-- start Source --

Local Bounding Box info of a group node?


#1

I am using Python (pymel)

For a regular geo I get the local bounding box by getting a bounding box info from its shape node.

Now, let’s say I have 3 different objects under a group node. How can I get object space bounding box info of this group node?

Group node has no shape node. How can I get object space bounding box for such nodes that have no shape node?

Any help would be very much appreciated. Thank you so much!


#2


#3

Hi
With the object under the group, select the group and see the bounding box information in the attribute editor.
Regards,


#4

Thank you shinyprem,

BTW I was trying to find how to do this in python but anyway if you try this, you will notice that those bb min max attribute vales are not reliable.

  1. Make a 4x4x4 Cubes and group it with a group node.
  2. Translate and rotate the group node
  3. in the node editor link
    -Group node’s Bounding box min to a locator
    -Group node’s Bounding box max to another locator

and those locators should always be at the min max bb positions of the group node but they don’t match at all.

-- end Source --
-- start Dataset records --

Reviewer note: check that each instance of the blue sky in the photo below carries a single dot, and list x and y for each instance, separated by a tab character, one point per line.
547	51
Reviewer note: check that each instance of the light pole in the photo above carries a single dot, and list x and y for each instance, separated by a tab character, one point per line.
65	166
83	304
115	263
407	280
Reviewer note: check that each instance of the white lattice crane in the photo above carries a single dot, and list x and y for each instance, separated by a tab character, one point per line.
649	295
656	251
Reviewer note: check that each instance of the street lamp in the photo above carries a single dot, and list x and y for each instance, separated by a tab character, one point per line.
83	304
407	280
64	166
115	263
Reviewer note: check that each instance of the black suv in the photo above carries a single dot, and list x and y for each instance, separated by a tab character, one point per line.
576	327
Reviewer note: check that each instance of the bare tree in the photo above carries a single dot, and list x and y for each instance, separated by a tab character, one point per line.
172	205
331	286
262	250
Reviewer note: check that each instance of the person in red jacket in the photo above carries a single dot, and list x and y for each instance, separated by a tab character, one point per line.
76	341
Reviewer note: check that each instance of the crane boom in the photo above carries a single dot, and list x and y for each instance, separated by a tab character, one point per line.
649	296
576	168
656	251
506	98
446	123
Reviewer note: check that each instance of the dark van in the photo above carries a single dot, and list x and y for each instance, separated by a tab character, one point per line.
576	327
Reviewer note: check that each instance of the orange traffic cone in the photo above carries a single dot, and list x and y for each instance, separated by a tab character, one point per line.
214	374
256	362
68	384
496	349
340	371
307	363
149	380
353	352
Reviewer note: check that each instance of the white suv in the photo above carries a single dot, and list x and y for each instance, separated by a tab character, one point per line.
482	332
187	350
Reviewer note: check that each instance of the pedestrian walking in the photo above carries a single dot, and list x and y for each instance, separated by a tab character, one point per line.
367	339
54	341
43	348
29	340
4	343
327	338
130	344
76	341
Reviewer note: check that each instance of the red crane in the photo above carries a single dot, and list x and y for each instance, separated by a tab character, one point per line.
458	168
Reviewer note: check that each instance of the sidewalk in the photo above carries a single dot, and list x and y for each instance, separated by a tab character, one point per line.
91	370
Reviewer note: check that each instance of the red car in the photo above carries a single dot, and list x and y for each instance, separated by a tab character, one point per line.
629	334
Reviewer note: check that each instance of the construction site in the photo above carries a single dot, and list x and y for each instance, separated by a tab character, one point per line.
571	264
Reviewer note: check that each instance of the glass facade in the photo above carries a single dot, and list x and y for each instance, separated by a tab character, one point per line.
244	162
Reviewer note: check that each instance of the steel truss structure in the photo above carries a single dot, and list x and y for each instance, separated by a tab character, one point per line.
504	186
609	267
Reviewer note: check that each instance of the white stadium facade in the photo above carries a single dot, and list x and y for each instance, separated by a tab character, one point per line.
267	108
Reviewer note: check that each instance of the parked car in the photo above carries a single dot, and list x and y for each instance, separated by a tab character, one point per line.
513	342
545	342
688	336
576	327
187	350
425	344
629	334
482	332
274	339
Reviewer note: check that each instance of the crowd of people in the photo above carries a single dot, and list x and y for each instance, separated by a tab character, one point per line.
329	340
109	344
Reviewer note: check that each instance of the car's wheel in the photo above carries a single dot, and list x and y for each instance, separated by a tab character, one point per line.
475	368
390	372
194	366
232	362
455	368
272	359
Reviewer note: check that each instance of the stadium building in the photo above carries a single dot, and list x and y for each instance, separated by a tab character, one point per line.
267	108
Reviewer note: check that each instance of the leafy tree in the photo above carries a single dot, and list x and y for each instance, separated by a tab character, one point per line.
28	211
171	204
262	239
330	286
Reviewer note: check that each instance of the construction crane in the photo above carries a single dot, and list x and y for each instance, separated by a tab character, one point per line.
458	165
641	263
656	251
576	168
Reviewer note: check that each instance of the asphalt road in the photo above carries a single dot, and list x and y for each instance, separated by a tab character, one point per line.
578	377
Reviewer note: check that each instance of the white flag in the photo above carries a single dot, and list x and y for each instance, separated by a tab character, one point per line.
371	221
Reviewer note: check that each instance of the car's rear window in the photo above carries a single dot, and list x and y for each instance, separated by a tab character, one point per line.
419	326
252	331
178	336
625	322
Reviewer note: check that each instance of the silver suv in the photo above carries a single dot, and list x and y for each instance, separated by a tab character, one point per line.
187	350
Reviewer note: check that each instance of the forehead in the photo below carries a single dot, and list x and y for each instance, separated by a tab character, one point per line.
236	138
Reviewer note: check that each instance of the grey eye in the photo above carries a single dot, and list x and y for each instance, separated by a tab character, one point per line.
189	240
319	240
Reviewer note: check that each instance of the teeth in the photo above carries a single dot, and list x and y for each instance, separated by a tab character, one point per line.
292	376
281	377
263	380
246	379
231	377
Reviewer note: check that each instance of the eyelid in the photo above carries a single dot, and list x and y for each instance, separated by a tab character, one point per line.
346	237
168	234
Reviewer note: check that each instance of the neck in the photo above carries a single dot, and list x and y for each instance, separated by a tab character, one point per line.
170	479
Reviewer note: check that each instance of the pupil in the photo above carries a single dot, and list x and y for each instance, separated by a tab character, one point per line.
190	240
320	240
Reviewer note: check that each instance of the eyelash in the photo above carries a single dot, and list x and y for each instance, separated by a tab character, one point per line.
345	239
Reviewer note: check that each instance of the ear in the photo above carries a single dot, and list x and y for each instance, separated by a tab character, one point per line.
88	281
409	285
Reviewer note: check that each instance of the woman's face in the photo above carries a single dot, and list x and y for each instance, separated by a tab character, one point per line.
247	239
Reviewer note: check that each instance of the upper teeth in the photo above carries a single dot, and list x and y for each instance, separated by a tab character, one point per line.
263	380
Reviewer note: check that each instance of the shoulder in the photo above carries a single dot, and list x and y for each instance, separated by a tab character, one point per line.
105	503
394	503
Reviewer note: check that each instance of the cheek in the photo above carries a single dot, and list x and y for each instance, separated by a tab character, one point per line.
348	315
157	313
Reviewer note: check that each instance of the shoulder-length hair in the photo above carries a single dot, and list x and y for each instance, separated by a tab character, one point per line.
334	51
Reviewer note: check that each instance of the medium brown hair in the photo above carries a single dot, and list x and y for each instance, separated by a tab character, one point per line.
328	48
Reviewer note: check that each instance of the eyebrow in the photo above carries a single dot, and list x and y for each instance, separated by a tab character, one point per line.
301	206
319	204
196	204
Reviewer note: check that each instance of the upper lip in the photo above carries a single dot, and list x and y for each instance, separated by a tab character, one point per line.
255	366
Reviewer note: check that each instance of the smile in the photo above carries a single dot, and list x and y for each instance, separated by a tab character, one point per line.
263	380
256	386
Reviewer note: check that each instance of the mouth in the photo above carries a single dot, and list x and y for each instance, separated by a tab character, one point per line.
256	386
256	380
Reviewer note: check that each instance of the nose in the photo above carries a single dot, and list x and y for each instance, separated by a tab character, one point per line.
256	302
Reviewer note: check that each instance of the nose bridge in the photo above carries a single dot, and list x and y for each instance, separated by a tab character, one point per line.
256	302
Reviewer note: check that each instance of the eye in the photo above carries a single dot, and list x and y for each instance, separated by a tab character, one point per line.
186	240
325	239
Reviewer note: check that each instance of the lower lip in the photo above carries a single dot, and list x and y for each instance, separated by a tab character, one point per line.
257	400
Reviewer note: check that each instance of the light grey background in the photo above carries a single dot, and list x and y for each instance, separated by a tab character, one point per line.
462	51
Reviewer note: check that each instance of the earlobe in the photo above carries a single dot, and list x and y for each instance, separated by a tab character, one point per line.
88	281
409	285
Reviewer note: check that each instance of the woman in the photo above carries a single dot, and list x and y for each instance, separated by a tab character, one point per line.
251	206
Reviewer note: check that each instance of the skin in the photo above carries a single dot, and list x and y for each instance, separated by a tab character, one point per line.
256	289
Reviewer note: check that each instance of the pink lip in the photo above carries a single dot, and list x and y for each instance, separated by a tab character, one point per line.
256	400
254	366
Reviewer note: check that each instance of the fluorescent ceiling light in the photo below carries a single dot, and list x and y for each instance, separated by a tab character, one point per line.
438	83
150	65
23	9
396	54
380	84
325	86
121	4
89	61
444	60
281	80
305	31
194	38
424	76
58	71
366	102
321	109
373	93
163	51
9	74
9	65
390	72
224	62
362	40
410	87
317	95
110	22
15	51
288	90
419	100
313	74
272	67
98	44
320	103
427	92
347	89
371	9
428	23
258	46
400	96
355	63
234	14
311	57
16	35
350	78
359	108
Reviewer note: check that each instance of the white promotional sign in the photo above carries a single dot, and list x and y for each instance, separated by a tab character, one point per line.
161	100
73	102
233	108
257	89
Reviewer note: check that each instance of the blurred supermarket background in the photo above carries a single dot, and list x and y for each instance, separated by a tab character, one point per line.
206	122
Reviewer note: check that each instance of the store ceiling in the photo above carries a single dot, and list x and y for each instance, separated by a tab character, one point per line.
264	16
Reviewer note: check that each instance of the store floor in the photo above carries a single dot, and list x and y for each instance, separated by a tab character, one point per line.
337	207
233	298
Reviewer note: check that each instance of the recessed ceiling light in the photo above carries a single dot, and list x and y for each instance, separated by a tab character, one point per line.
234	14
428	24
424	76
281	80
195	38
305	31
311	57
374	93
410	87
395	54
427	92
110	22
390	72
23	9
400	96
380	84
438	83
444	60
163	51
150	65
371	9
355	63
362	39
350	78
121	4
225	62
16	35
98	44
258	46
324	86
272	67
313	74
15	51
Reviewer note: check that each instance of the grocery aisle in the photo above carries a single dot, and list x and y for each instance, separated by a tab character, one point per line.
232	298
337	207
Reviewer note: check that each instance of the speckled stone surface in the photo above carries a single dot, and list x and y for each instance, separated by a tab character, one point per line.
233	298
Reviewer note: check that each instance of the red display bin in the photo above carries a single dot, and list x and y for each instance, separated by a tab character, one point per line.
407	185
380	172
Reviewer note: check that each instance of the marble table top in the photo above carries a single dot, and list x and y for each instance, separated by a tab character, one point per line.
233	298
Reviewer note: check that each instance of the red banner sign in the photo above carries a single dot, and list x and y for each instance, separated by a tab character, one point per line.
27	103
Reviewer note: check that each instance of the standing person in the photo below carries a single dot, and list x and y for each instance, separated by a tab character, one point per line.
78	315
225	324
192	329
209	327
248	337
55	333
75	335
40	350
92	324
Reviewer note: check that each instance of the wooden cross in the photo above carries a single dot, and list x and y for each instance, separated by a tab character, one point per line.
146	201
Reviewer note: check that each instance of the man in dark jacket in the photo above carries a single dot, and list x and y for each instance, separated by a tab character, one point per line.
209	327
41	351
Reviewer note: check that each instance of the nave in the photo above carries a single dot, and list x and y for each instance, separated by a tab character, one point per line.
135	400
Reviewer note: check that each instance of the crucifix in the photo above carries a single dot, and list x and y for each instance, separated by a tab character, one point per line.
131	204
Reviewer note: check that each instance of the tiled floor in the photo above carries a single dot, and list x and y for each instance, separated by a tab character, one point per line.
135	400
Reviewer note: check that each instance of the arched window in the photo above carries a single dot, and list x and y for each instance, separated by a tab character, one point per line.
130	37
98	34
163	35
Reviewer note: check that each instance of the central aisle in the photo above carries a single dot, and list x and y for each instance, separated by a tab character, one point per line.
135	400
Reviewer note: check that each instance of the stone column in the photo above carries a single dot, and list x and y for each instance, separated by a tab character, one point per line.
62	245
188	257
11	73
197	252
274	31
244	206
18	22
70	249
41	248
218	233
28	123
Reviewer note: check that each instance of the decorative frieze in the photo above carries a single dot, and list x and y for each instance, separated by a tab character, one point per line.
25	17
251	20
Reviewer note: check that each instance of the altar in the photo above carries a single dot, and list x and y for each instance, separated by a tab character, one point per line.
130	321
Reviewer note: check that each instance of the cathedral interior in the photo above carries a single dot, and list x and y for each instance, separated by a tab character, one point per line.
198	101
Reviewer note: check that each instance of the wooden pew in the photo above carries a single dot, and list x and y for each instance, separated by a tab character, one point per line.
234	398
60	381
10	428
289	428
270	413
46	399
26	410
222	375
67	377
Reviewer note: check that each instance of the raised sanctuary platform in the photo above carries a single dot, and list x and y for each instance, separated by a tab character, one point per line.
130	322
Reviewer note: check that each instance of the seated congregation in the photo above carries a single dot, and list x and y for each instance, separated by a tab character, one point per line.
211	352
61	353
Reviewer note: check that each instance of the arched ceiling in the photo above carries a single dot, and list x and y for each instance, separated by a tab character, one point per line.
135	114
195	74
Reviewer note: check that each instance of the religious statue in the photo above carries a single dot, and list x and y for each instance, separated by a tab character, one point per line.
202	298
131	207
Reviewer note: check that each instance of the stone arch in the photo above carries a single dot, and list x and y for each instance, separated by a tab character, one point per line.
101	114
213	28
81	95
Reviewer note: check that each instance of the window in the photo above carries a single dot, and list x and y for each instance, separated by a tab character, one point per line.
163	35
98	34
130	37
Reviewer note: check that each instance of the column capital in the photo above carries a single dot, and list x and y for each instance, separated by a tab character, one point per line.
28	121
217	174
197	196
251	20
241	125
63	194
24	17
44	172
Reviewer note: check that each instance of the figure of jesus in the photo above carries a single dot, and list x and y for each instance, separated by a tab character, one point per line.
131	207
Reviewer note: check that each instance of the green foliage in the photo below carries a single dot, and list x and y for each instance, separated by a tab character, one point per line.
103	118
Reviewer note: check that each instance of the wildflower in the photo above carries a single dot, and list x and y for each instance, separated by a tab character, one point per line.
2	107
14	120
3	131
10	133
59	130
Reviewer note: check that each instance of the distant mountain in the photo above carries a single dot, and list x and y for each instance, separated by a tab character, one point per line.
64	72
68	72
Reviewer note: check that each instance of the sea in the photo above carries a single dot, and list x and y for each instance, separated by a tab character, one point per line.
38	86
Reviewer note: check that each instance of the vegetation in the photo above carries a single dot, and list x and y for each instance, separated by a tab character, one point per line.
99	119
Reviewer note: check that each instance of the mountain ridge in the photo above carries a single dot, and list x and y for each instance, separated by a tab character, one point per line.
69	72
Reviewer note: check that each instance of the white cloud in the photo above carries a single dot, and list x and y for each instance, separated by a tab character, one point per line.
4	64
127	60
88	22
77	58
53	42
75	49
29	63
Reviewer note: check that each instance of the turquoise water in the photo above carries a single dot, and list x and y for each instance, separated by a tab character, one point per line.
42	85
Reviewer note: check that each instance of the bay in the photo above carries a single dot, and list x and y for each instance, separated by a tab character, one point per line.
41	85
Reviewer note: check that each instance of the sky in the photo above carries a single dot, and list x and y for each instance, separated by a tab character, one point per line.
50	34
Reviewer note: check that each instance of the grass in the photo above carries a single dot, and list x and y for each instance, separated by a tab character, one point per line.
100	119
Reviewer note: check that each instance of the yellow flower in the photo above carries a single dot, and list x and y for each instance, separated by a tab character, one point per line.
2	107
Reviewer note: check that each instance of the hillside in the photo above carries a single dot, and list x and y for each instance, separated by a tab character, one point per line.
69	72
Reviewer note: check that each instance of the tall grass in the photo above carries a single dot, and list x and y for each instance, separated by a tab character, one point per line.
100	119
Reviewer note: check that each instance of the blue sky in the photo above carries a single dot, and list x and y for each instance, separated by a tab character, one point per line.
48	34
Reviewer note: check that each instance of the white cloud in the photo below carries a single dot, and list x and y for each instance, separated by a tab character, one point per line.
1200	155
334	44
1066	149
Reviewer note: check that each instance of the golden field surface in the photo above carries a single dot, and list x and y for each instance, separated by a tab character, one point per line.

-- end Dataset records --

Exercise set:
(A) In the bounding box thread, what does the first post say a group node has none of?
(B) Extend the bounding box thread from its last sentence.

Responses to the exercise:
(A) A shape node.

(B)
And this is why I always get BB info from a shape node then multiply with world matrix. but since group node has no shape node I am totally lost how to get an object space bb info (equivalent to shape node’s BB info.)

If I am doing something wrong here, please let me know. Thank you so much.


#5

If you have the object local bounding box: Multiply each corner of each object’s bounding box by the world transform, then take the min x, min y and min z between them all, and that’s one corner. Do the same with max x, max y and max z and that’s the other corner.


#6

Thank you so much Jaco. I get everything else but would you please explain a bit more on how to do this “then take the min x, min y and min z between them all,”

EDIT > ah I see. so if I have min xyz values of

geoA 10, 10, 00
geoB 02, 05, 07
geoC 04, 03, 20

just take the minimum from each column right? ----> 02, 03, 00


#7

if you take all the x components of all corners of all bounding boxes, and then take its min, that’s your minX. Repeated for Y and Z, then repeat (on the same lists) to find the 3 max. This will yield two triplets of numbers, one (min) will be the vector of the min corner point, the other (max) will be the vector of the max corner point.
Does it make sense now?


#8

Absolutely! Thank you so much ThE_JacO!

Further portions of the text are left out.